··· DATA FOR THE TASK ···

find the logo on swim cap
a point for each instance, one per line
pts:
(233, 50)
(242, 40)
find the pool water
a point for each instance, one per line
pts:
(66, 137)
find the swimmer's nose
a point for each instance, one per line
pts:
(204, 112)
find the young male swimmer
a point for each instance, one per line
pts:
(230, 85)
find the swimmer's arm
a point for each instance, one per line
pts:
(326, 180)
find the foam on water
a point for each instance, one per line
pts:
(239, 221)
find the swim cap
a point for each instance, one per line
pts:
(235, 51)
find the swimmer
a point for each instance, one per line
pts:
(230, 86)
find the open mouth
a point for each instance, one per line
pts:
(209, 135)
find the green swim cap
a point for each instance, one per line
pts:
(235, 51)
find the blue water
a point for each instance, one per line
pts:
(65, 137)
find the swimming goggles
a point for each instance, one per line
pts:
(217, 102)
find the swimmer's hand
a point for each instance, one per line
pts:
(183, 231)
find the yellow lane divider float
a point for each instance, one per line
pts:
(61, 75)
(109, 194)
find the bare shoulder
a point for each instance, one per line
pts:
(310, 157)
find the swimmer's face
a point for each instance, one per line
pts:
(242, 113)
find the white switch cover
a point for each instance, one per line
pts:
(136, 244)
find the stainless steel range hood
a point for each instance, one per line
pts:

···

REQUIRED TASK
Update the data from the line that has "find the blue water" through the end, replacing "instance" with "occurrence" and leaving everything else the same.

EXERCISE OUTPUT
find the blue water
a point for each occurrence, one per line
pts:
(65, 137)
find the swimming goggles
a point for each occurrence, one per line
pts:
(217, 102)
find the swimmer's hand
a point for each occurrence, one per line
pts:
(183, 231)
find the yellow lane divider float
a point for each occurrence, one per line
pts:
(61, 75)
(109, 194)
find the bare shoulder
a point for each occurrence, one per line
pts:
(310, 157)
find the swimmer's face
a point for each occurrence, one per line
pts:
(242, 113)
find the white switch cover
a point for each occurrence, one per line
pts:
(136, 244)
find the stainless steel range hood
a point for each occurrence, one per line
pts:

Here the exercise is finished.